[Named object pointing entries]
* START *

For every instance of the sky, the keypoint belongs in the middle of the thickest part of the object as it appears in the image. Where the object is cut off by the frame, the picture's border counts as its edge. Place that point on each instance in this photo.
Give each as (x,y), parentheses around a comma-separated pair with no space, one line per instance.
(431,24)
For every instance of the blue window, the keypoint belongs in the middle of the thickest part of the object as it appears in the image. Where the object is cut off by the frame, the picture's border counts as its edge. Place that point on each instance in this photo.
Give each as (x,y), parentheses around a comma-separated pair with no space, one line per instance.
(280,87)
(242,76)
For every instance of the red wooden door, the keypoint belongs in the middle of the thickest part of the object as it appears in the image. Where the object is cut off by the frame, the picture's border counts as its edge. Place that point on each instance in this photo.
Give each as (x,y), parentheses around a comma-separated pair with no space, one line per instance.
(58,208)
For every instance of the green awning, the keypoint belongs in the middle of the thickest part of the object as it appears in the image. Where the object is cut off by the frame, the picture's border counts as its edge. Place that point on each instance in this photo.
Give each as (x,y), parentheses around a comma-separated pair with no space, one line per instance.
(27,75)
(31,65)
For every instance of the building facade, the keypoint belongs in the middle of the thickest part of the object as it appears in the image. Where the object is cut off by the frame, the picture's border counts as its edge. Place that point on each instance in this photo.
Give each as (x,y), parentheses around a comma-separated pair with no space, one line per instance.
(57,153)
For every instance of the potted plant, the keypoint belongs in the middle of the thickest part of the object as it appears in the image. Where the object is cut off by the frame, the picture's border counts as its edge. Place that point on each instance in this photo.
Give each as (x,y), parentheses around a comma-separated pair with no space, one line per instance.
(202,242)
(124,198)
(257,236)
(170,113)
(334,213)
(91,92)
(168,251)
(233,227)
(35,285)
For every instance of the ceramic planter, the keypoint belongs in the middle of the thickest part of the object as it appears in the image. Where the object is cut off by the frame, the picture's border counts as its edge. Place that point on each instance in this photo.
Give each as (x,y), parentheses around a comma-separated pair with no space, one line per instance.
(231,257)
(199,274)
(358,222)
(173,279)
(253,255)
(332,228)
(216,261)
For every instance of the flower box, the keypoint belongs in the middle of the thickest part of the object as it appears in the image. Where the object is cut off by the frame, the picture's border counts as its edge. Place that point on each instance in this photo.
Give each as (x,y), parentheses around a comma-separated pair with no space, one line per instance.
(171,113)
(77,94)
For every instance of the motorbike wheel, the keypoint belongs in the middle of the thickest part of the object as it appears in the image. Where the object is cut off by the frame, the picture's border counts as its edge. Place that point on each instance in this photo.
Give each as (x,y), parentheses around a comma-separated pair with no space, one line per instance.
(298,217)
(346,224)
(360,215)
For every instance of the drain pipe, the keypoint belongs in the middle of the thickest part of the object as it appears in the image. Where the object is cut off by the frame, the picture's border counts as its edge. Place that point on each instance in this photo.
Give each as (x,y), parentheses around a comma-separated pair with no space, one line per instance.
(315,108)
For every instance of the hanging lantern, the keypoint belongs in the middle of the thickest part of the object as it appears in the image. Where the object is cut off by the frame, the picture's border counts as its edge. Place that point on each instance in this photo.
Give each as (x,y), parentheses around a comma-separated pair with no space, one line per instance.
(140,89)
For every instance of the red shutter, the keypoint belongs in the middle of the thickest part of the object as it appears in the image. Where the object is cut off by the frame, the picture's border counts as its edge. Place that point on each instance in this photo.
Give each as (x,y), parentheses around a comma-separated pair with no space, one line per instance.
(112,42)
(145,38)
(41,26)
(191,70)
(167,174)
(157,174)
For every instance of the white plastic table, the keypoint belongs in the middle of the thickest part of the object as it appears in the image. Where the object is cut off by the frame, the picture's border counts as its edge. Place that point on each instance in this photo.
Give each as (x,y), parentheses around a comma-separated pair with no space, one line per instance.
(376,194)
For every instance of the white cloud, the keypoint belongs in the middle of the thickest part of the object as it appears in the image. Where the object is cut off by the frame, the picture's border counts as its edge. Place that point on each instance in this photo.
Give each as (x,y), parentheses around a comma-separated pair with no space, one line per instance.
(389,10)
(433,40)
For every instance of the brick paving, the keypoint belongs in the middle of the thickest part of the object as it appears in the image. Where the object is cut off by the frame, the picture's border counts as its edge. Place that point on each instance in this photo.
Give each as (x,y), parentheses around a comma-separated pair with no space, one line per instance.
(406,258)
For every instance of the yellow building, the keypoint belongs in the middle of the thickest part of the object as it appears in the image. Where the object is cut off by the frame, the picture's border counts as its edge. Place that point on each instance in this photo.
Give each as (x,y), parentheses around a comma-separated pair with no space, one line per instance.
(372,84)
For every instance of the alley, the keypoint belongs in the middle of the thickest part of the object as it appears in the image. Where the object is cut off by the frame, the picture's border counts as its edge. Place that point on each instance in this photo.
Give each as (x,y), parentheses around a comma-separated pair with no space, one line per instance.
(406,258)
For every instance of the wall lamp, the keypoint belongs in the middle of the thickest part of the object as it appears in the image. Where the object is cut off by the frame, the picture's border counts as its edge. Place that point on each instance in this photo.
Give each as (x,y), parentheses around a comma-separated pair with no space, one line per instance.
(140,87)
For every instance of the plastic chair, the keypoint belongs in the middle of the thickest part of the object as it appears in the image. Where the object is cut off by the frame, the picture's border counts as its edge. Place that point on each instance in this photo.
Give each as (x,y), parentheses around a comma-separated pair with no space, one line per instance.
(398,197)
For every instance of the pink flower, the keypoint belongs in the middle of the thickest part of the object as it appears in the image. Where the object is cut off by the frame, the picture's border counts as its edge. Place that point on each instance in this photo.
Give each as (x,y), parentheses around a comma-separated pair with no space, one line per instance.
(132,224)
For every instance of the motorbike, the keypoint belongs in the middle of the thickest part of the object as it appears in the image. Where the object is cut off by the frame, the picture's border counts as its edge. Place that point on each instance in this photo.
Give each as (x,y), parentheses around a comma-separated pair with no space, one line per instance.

* END *

● STATED GOAL
Output every entry shown above, exactly.

● CORRECT RESULT
For every instance of the sky, the keypoint belongs in the middle of the thickest part of the object as it appears in the image. Where the object is cut off by the frame, the picture's border counts as its edge. Place that point on each instance in this photo.
Give each as (x,y), parentheses around a comma-separated pair with no space, one line per instance.
(431,24)
For every instance of the blue window, the keypoint belongs in the middle of the thickest part of the object as it appears in the image. Where the object is cut off by the frame, the picture's border counts as its edge. Place that point on each instance in this photo.
Give each as (x,y), parentheses around a comma-separated pair with no space, one line per instance.
(280,87)
(242,76)
For every instance of the red wooden door, the keypoint belongs in the middle of the thickest part of the object as it appears in the image. Where the object is cut off by the frame, the picture's border counts as its edge. Place that point on each instance in this photo.
Give each as (x,y), parentheses around a comma-separated pair with no space, one line per instance.
(58,208)
For every instance of the green awning, the keypoint belongs in the middle of the thickest part of the object as it appears in the image. Where the object is cut off by the frame, the picture's border counts as its edge. Place that point on each instance in this photo.
Give each as (x,y), parentheses around a comma-separated pair with no space, one line per instance.
(27,75)
(31,65)
For every instance of the building facade, the keypoint belongs in the middle of the thickest part of the object as it appears in the image. Where the object is cut off by the frame, the picture's border counts as its edge. Place that point on each instance in this photo.
Give each as (x,y), parentheses around a comma-separated pair with no space, one line per instance.
(57,153)
For every instance of the potted plant, the keypoint belongs in the middle of the thickest part of the object as it appears in the image. Where the object is cut off by the frame, the picture's border counts as its edge. Place that point on each instance in this photo.
Give each as (x,y), parentheses around a comma-separated pair with no space, one line per instance.
(202,242)
(124,198)
(257,236)
(170,113)
(334,213)
(91,92)
(168,251)
(233,227)
(35,285)
For every instance of the ceramic planter, the keypoint belongs in the middle of the thickest part of the object as it appears in the image. Where the object is cut off by the frame, the picture's border counts as its edge. Place that point on each instance in this photo.
Give each as (x,y), parentheses around a comma-separated pair with no space, one line per instance.
(231,257)
(199,274)
(358,222)
(173,279)
(253,255)
(332,228)
(216,261)
For every instance of the flower box, the keypoint belongs in the middle of the thickest part of the object as it appears in the image. Where the object is cut off by the frame, the picture's border counts as its edge. Place that point on each instance in this photo.
Give each as (x,y), parentheses around a comma-separated pair with no space, one line per instance.
(171,113)
(77,94)
For every instance of the motorbike wheel, the keypoint belongs in the middle of the thickest part of the object as it appears in the image. Where the object is cut off by the frame, the picture's border counts as its edge. Place that point on each instance in this photo.
Give each as (x,y), parentheses around a comma-separated pair with no space, one line per instance.
(298,217)
(346,224)
(360,215)
For every instance of the drain pipe, the keypoint belongs in the middle of the thickest part of the object as it appears in the image. Where the object is cut off by the frame, the picture's border counts as its edge. Place that point on each instance in this photo.
Give each as (x,y), parentheses around a comma-separated pair with no space, one line per instance.
(315,108)
For every instance of the hanging lantern, the keypoint belongs in the middle of the thickest part of the object as it appears in the image. Where the object is cut off by the frame, the picture's border counts as its edge. Place that point on each instance in this photo.
Give each as (x,y), parentheses around a comma-separated pair with no space, one line per instance.
(140,89)
For every instance of the red shutter, the keypoint belongs in the middle of the thickest part of the object as it appears in the image. Where the object is cut off by the frame, the picture's border counts as its edge. Place that point on each instance in this photo.
Give each as (x,y), parentheses around a comma-separated pair with no space, one line per instance.
(112,42)
(145,38)
(41,26)
(191,70)
(167,174)
(157,174)
For every instance of the white plastic table, the keypoint belongs in the middle of the thickest part of the object as it appears in the image. Where the object is cut off by the frame, the picture's border counts as its edge. Place that point on each instance in this photo.
Give each as (x,y), parentheses around a comma-separated pair with no space, one line per instance.
(376,194)
For every instance of the white cloud, the keypoint belongs in the middle of the thickest part of the object as it appears in the image. Where the object is cut off by the frame, the picture's border counts as its edge. Place that point on each instance in this photo.
Give each as (x,y), parentheses around a comma-separated pair with no space, one line per instance.
(389,10)
(433,40)
For every instance of the brick paving, the keypoint belongs in the middle of the thickest part of the object as it appears in the image. Where the object is cut off by the frame, the picture's border counts as its edge. Place that point on each instance in this photo.
Give each as (x,y), parentheses around a comma-separated pair with no space, one line per instance.
(406,258)
For every instance of the yellow building, the keypoint belongs in the middle of the thickest part of the object as it appears in the image. Where the object is cut off by the frame, the picture's border counts as its edge. Place that point on each instance in this photo.
Give each as (x,y), parentheses around a comma-separated pair with no space, one line per instance.
(372,84)
For every instance of the alley, the keypoint belongs in the middle of the thickest part of the object as it appears in the image. Where the object is cut off by the frame, the picture's border counts as its edge. Place that point on each instance in this photo.
Give each as (x,y), parentheses around a comma-separated pair with no space, one line per instance.
(406,258)
For every instance of the wall lamp, the keypoint belongs in the middle of the thickest part of the object as it appears in the image. Where the object is cut off by the frame, the picture's border counts as its edge. Place that point on each instance in this photo.
Give each as (x,y), parentheses around a comma-separated pair with no space, one line per instance.
(140,87)
For every instance of the plastic chair, the keypoint belongs in the middle of the thickest part of the object as it appears in the image. Where the object is cut off by the frame, the picture's border counts as its edge. Place that point on each instance in this photo.
Give each as (x,y), parentheses around a comma-separated pair with no space, one line per instance.
(398,197)
For every instance of the pink flower, the keypoint belongs in the middle of the thickest part of the object as it appears in the image. Where the object is cut off by the frame, the picture's border counts as its edge. Place that point on each instance in this photo.
Give each as (x,y), parentheses around a comma-separated pair with no space, one line per instance.
(132,224)
For every instance of the motorbike, the keypoint belongs in the middle of the thickest part of the object as it appears in the image. Where the object is cut off by the frame, the picture's border counts as its edge. Place that point on each instance in this photo.
Give each as (x,y), parentheses around a comma-separated pair with no space, one line per instance.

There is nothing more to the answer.